▶ ВЫБРАННЫЙ ТЕКСТ:
+ + + + +

«Что вы знаете о поэте Вадиме Черняке?» Я знаю о поэте Вадиме Черняке, что он достаточно долго…
И. Кохановский― Я знаю.
Д. Быков― А ты откуда знаешь?
И. Кохановский― Потому что я знаю Черняка.
Д. Быков― Правда? Господи! Кохановский, кого ты не знаешь только? Действительно ты, как та пчела, которая собрала со всех цветов. Тут просто цитируют мне очень хорошую его подборку из «Невы»:
Вот опять заалела осина
на холодном сентябрьском ветру…
Утром будничным Божьего Сына
распинали на голом юру.
Море в гавани тихо плескалось,
колыхало скорлупки ладей…
Караулу вина не досталось,
палачу не хватило гвоздей.
Это действительно сильный поэт. Он был, по-моему, из «магистральцев», если я ничего не путаю, из этого объединения у Левина. Кроме того, писал он некоторое время, как тут написано, в «Комсомольце», печатался в «Новом мире». И был он учеником Слуцкого. Он умер, к сожалению, в 2008 году, Царствие ему небесное. Он был одним из создателей Ефима Самоварщикова — это такой коллективный псевдоним пародийного графомана.
И. Кохановский― Лимерики были у него чудесные.
Д. Быков― О да, лимерики смешные. Но, к сожалению, он практически не печатался при жизни.
Вот вопрос к Наталье Быковой: «Педагог — это призвание? Или можно научиться?» Тут трудно сказать.
Н. Быкова― Научиться всему можно. Но поскольку педагогика не наука, а искусство, то, безусловно, это призвание.
Д. Быков― Ответ хороший. А каким образом можно обнаружить в себе это призвание, хотел бы я знать?
Н. Быкова― Это острое желание учить кого-нибудь, всё равно кого.
Д. Быков― Всех присутствующих приглашают в Баку. Пишут, что в последнее время в городе нет уже того интернационализма и того веселья, а если мы приедем, то сразу всё это будет. Спасибо большое!
«Сижу, как дура, на работе и ковыряюсь в базе данных. Привет и солидарность!» Спасибо, вам тоже. Нет, мы совершенно не чувствуем себя дураками, сидя на работе.
Скажу вам честно, я всегда… И в армии я встречал Новый год, один раз было (потому что на второй-то меня в отпуск отпустили, как мать помнит). Но я хочу сказать, что я люблю встречать Новый год в местах, где люди в это время несут службу, потому что нет суеты праздничной, нет глупостей, все заняты делом и есть какое-то ощущение, что ты как бы делаешь одолжение. Вот это приятно. И мне нравится сидеть сейчас в эфире и встречать таким образом Новый год. И я надеюсь, что так его и проведу. Потому что я чувствую от вас от всех очень сильные ответные токи.

+ + + + +

▶ ЗАДАНИЯ:
a - Перечислите все периодические издания, которые названы в тексте.
b - Найдите в записях все строки, где есть слово «building», и выпишите их. Учитывайте регистр букв.

+ + + + +

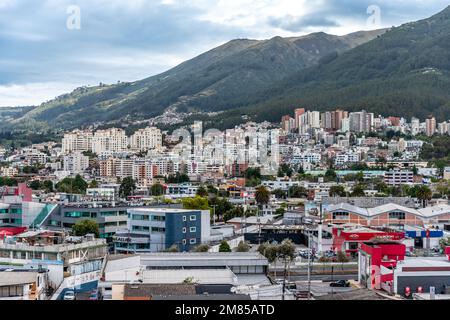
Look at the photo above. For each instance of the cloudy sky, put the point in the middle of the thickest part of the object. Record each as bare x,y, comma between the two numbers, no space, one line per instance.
50,47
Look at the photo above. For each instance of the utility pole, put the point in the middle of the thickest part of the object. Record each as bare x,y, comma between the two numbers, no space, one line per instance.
284,278
309,265
214,214
320,229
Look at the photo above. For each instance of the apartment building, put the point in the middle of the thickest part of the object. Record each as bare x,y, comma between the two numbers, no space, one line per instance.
77,141
155,230
398,177
146,139
75,163
110,140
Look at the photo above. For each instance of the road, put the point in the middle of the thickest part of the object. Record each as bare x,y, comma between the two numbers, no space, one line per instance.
324,278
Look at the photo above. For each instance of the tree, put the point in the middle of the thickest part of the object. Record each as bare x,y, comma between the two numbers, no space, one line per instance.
262,196
224,247
221,205
75,185
279,194
444,243
243,247
424,194
253,177
298,192
212,190
269,251
286,250
127,187
382,187
178,178
48,186
202,192
337,191
84,227
342,257
157,190
35,185
330,175
173,249
10,182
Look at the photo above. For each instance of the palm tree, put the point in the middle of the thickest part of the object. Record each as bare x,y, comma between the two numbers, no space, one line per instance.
424,194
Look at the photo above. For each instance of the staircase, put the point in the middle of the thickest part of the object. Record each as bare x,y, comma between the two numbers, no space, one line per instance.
43,215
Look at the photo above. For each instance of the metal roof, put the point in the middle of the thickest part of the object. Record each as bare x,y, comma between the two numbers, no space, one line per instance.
435,211
11,278
203,259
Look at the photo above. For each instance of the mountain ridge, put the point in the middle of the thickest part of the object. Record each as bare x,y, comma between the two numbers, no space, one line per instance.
224,78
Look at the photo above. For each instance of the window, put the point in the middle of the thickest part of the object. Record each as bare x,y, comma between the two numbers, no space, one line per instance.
341,216
397,215
140,217
158,218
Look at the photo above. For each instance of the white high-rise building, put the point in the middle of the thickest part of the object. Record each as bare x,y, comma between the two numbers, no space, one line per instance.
111,140
77,141
415,126
361,121
76,163
146,139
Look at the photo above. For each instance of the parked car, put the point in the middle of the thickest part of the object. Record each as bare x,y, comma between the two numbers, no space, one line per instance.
94,295
340,284
69,295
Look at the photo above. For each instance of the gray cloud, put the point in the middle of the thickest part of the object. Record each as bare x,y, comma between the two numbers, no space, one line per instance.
133,39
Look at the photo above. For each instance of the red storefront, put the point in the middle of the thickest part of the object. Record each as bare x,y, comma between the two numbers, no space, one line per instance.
377,262
349,240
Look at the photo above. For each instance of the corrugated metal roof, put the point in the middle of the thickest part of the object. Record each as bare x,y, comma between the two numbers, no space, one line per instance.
11,278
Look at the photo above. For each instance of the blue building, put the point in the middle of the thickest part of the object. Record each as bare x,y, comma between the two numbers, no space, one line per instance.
156,230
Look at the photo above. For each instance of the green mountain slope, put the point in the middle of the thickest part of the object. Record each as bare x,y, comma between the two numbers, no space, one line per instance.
405,72
225,78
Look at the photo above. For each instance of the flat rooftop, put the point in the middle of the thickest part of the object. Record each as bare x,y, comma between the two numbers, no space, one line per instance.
161,210
203,259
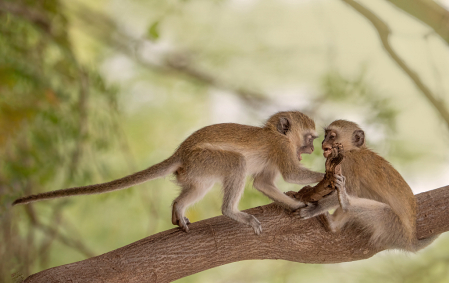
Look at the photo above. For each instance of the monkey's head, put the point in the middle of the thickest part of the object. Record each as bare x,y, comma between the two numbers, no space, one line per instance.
349,134
297,127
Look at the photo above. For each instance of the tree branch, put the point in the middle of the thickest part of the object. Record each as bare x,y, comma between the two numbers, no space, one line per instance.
384,33
173,254
429,12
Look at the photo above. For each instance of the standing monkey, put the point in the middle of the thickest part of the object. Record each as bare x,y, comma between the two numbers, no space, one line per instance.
371,193
226,153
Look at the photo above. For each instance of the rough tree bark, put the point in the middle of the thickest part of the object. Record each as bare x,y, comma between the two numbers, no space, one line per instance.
173,254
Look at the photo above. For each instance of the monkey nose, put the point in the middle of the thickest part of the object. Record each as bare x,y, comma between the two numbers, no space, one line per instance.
327,150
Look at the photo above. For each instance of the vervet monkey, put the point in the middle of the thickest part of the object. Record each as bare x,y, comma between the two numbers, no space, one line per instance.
370,193
226,153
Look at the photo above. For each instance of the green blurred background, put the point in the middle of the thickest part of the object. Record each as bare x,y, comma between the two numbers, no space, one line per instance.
91,91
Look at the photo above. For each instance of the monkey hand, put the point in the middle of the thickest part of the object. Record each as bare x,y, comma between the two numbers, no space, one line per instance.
340,184
253,222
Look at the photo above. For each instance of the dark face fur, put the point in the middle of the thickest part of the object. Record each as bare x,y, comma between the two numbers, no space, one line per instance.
303,141
347,133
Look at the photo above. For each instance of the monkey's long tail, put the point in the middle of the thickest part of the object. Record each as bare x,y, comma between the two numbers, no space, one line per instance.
164,168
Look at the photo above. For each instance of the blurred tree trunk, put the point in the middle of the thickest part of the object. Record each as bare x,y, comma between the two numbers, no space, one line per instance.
173,254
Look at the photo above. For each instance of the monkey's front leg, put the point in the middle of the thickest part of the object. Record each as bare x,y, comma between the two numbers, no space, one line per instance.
265,184
305,176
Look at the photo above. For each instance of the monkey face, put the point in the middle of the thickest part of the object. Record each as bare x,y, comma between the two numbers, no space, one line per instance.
329,139
345,132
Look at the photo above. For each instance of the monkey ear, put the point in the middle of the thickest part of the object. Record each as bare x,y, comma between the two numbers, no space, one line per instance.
358,138
283,126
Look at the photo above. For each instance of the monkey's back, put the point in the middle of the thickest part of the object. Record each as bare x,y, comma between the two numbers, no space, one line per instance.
371,176
229,134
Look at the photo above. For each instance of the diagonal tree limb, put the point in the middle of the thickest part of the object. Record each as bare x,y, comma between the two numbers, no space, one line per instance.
173,254
384,34
429,12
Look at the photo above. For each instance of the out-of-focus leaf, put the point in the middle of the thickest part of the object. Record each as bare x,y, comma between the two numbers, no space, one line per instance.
153,31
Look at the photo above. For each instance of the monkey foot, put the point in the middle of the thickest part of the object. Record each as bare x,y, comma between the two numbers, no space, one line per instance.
256,225
309,211
183,224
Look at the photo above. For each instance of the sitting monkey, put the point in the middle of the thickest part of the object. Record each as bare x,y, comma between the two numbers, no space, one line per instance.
226,153
370,193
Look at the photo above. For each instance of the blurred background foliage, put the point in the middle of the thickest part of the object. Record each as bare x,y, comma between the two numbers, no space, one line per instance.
93,90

+ + + + +

▶ ОТВЕТЫ:
a - «Нева», «Комсомолец», «Новый мир».

b -
Look at the photo above. For each instance of the apartment building, put the point in the middle of the thickest part of the object. Record each as bare x,y, comma between the two numbers, no space, one line per instance.
Look at the photo above. For each instance of the white high-rise building, put the point in the middle of the thickest part of the object. Record each as bare x,y, comma between the two numbers, no space, one line per instance.
Look at the photo above. For each instance of the blue building, put the point in the middle of the thickest part of the object. Record each as bare x,y, comma between the two numbers, no space, one line per instance.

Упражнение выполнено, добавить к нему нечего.